* _挑战题 A_
根据下面的Lucene入门一文,作者最初为何选择lucene,而不是solr或elasticsearch?请用一至三句话说明。
* _挑战题 B_
下面的Lucene入门一文中,作者安装的elasticsearch是哪个版本?
* _挑战题 C_
请将下面Lucene入门一文中以"项目中遇到一个简易的知识库模块业务"开头的段落改写为条目列表,保留其主要事实。

* _文档段落_

- - - - - - -

Lucene7入门

前言

项目中遇到一个简易的知识库模块业务,因此考虑到使用搜索引擎技术,本人目前所知的常用的搜索引擎技术也就是lucene、solr、elasticsearch这些了,经度娘了解到:lucene是一套用于全文检索和搜寻的开源程序库,solr和elasticsearch都是基于lucene实现的全文搜索服务器,本着优先解决项目的原则选择了lucene(个人觉得solr、elasticsearch都需要搭服务相对于lucene来说还是lucene比较简单些),接着百度找资料,找案例照着敲了demo,粗略的入个门,随后发现网上都是些操作简单的数据类型,实际业务中肯定需要操作些复杂的数据类型,在搜索lucene处理复杂数据类型时搜到了elasticsearch的案例,于是就对比了下solr和elasticsearch,看到elasticsearch易于使用,好吧solr就自动被忽略了,然后继续照着网上教程下载、安装、敲demo,elasticsearch就这样也被我粗鲁的入了门,随着了解elasticsearch的高级查询发现elasticsearch完全能解决我项目的问题,虽然要启个elasticsearch服务,虽然我项目是传统的spring项目,demo却是springboot写的,我相信elasticsearch一定能融入到我的项目中去,好吧,打脸了,网上的方法我都试了,不知是版本原因(我装的最新的7.5)还是什么问题,那个cline始终注入失败,静心思量为了这一个功能模块再整个服务进去是否值得(主要原因还是实施的同事是不是又要怼我),怂了,继续lucene(完全没想过solr,至今solr还没被我入门),经我的静心研究发现lucene还是可以处理复杂数据的,复杂查询也是没问题的。

- - - - - - -

* _存储记录_
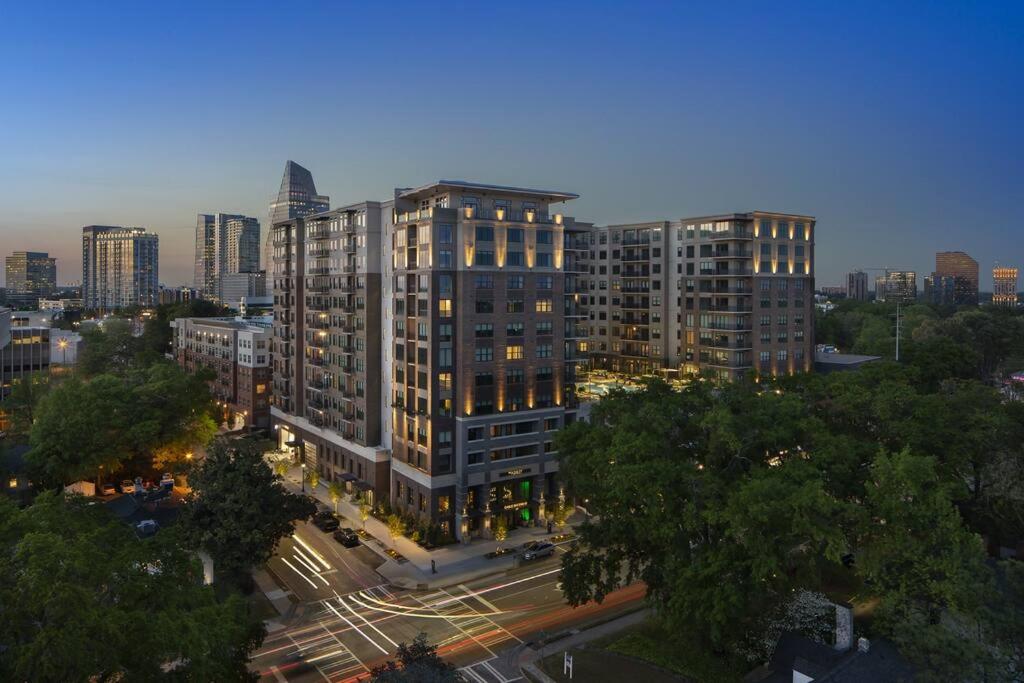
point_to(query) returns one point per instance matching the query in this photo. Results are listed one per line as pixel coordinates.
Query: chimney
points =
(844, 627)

- - - - - - -

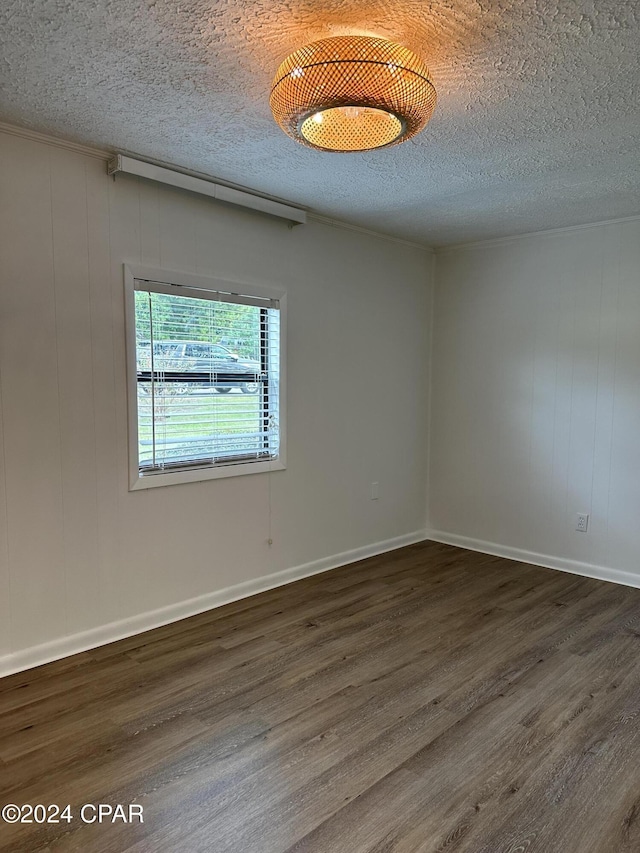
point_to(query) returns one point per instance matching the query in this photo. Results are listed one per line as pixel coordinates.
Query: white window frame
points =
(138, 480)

- - - - - - -

* _练习答案 A_
作者本着优先解决项目的原则,且认为solr和elasticsearch都需要搭建服务,相比之下lucene较为简单,因此最初选择了lucene。

* _练习答案 B_
最新的7.5版本。

* _练习答案 C_
- 项目中有一个简易的知识库模块业务,因此考虑采用搜索引擎技术;已知的常用技术有lucene、solr和elasticsearch。
- lucene是用于全文检索和搜寻的开源程序库,solr和elasticsearch都是基于lucene实现的全文搜索服务器。
- 本着优先解决项目的原则,且认为solr和elasticsearch需要搭建服务,作者先选择了较简单的lucene,照着案例编写demo入门。
- 网上资料多涉及简单数据类型,而实际业务需要处理复杂数据类型。在搜索相关资料时看到了elasticsearch的案例,经对比认为elasticsearch易于使用,于是忽略了solr。
- 作者照着教程下载、安装elasticsearch并编写demo入门,随后发现其高级查询完全能解决项目问题。
- 项目是传统的spring项目,demo却是用springboot编写的。网上的方法都试过后,cline始终注入失败,不清楚是否与所装的最新7.5版本有关。
- 作者权衡为一个功能模块再引入一个服务是否值得,主要顾虑是实施同事的反应,最终放弃elasticsearch,继续使用lucene,也未考虑solr。
- 经研究发现,lucene同样可以处理复杂数据,复杂查询也没有问题。